## Passage
::::::

Tired of the same old same old, the wine cognoscenti (critics and sommeliers) have turned their attention, and their praise, to this leaner Chablis style (because minimal intervention is also hot and trendy right now). Among other reasons, it is more food friendly.
I had tried this wine a month earlier (different bottle) and I had so many mixed thoughts about it, but I was curious to see what the husband thought as he unfortunately missed this wine on the first go around. (He liked it.)
What surprised me was how different it tasted than the first time I had it — specifically what had been mouth-puckering and bracing acidity had mellowed into what, I believe, had Decanter Magazine so enamored they gave it 96 points and called it a Wine of the Year. Which leads to the key takeaways for this wine:
Not every bottle from the same vintage is identical. The more you try the same wines from the same vintages, that weren't mass-produced to be identical every year, the more obvious this becomes. This phenomena is part of the adventure of wine, brought on by the handcrafted nature of a product made from produce. It’s totally normal and something you’ll likely only ever notice if you’re buying more than one bottle of a given wine at a time.
Chalky, limestone soils make for food-friendly Chardonnay. In the case of this Chilean stunner, the ancient marine soil which lies under the vineyard imparts subtle lemon, floral, and mineral flavors on the palate, propped up by racy acidity. If you read this description but didn’t know the wine hailed from South America, you might just assume it is Chablis. Another new world region embracing this style of Chardonnay shares this soil profile — Sta. Rita Hills in Santa Barbara County, California.

::::::

Pick up the Chilean Chardonnay review after its last sentence and continue writing it. The entries on this page come from a separate source.

::::::

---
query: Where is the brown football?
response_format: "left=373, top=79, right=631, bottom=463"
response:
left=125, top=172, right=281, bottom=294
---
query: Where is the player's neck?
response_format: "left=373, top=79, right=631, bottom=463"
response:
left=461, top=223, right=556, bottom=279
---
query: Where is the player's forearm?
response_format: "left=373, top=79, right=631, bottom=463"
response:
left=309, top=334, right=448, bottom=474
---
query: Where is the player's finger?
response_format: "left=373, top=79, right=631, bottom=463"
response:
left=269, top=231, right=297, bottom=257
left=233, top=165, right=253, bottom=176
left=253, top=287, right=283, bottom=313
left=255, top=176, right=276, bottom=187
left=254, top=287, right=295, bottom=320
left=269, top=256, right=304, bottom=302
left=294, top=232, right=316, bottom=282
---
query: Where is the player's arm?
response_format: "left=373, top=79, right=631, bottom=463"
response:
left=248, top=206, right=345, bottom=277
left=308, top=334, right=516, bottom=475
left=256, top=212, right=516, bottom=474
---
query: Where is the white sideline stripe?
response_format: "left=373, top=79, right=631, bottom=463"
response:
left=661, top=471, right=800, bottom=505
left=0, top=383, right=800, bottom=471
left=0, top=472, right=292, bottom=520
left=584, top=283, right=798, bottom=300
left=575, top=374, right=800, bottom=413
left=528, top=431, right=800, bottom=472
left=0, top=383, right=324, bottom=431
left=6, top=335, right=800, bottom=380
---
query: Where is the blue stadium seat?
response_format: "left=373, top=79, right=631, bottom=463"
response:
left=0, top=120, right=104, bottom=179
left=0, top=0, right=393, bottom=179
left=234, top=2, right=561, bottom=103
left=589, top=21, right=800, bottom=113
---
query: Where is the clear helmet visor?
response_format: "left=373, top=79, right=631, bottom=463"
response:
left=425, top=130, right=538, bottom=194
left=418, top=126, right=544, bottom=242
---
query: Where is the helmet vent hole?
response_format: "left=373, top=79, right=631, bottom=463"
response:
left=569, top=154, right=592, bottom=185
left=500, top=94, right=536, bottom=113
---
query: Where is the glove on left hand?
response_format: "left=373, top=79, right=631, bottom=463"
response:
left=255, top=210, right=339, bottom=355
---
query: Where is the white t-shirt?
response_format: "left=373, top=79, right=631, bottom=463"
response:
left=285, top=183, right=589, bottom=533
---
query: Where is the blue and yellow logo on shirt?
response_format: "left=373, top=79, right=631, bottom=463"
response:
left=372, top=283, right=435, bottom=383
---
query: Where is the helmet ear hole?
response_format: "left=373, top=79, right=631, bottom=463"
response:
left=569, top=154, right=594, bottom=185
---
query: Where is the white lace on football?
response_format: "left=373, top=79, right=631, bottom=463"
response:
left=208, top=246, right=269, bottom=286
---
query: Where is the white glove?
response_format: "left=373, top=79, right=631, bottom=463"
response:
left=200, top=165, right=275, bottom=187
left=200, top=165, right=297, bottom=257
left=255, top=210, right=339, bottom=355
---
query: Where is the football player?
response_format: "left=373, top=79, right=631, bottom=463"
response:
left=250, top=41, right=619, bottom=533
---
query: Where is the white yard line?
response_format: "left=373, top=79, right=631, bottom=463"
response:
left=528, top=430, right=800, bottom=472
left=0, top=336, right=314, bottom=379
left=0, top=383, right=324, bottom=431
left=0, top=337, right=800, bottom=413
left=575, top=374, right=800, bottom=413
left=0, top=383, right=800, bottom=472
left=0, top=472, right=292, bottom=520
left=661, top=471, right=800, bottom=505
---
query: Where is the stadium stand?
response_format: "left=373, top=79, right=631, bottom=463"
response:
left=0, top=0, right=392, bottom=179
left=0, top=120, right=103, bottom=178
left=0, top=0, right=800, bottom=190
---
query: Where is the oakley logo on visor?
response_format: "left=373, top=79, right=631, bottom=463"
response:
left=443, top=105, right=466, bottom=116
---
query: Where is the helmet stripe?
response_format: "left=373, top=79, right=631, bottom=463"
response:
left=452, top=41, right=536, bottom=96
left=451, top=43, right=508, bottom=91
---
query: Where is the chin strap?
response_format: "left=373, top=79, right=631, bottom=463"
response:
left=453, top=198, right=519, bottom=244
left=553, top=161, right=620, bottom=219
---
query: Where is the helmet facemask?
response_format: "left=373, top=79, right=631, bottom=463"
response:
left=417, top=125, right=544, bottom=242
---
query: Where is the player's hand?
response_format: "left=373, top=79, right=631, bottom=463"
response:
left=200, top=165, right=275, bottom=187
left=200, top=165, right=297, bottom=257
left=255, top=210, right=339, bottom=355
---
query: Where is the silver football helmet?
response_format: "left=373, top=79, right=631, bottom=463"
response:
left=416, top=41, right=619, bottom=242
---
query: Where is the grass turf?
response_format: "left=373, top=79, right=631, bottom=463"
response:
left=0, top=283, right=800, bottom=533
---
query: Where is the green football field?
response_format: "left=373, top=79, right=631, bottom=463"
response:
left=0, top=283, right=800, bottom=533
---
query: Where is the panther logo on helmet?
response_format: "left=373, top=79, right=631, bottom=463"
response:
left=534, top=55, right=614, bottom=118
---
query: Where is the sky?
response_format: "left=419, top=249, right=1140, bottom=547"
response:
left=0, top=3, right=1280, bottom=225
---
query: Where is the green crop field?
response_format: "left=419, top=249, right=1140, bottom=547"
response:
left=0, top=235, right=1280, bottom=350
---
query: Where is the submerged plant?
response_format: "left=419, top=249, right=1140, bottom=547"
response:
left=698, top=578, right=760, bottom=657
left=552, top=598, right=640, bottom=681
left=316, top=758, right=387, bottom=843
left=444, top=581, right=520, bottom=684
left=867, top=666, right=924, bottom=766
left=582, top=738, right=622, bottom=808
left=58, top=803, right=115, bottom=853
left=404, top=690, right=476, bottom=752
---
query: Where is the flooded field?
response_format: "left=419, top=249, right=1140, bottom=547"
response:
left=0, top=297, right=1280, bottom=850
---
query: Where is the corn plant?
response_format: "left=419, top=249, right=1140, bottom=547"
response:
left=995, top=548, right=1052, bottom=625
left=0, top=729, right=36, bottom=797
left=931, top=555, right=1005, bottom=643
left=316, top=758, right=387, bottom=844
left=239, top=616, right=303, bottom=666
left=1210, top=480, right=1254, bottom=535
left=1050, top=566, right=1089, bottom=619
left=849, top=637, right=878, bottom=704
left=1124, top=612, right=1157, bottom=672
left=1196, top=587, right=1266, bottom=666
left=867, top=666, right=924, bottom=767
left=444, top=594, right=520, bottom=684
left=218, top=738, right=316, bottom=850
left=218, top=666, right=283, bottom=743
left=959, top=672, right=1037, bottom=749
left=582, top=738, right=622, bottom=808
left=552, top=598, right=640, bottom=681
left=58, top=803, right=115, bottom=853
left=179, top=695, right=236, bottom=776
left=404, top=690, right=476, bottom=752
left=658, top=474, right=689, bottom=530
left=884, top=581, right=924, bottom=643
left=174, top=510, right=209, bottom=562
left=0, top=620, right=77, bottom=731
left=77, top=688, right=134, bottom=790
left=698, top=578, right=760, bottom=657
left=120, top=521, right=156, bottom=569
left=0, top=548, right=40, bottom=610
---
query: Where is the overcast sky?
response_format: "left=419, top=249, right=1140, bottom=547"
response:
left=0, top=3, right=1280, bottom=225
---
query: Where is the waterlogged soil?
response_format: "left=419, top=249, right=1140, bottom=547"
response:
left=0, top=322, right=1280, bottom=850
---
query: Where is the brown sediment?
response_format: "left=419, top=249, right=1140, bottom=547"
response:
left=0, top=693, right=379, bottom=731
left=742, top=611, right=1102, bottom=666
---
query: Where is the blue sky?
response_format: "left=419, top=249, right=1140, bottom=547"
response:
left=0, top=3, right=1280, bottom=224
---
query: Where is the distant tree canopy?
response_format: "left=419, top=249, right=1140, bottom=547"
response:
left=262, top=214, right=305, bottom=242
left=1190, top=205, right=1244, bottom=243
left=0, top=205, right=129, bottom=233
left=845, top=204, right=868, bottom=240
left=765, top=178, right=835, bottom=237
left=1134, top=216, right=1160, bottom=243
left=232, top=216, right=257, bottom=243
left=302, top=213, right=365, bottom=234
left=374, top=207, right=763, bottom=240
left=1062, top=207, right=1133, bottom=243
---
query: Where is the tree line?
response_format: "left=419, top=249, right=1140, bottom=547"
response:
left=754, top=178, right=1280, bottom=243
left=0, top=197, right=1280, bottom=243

::::::

## Exercise result
Whole cluster. A winemaking technique generally only available to wineries who harvest by hand, fermenting wine using whole clusters of grapes, stems and all, leads to complexity, balanced acidity, addition of tannins for structure and ageability, and a range of fruit and spice notes that wouldn’t come from the grapes alone.
Restrained use of oak. Chardonnay from California often gets a bad rep for being too oaky. That “classic” Napa Chardonnay style of Rombauer, Far Niente, and Trefethen is actually the classic Côte de Beaune style (premium white Burgundy). While Chardonnay generally gets a lot of oak if the fruit is of poor quality or the winemaker’s intention is to age it for decades, some oak can enhance any Chardonnay. This one saw 10 months in new French Oak barrels, but the oak influence was quite subtle, mostly adding body and not an oaky or vanilla flavor.
Notice: I hold no formal wine credentials. I am a wine geek who has consumed 1000+ of bottles from 100+ different wine clubs and 1000s more bottles that didn’t come from those wine clubs. I do not accept payment for wine reviews, and I do not accept payments to influence my opinions. I happily accept free wine (and I buy wine).
Why read my wine reviews: Wine taste is subjective. What I like may not be what you like. I try to leave room for you to form your own opinions, so I don’t provide a score or a rating. I do point out wines that are an incredible value or truly not worth the money. I note flaws, wines that don’t have typicity (because this matters if you are buying wine without having tasted it yourself), when wines are out of balance, and when wines lack appropriate body.
I don’t like wasting money (or anything for that matter). I’m careful about where I spend my money and my mindset as a reviewer is to be careful about where you spend yours. I don’t believe a high price tag equals quality and I know for sure there are wines of very good quality that are also a great value.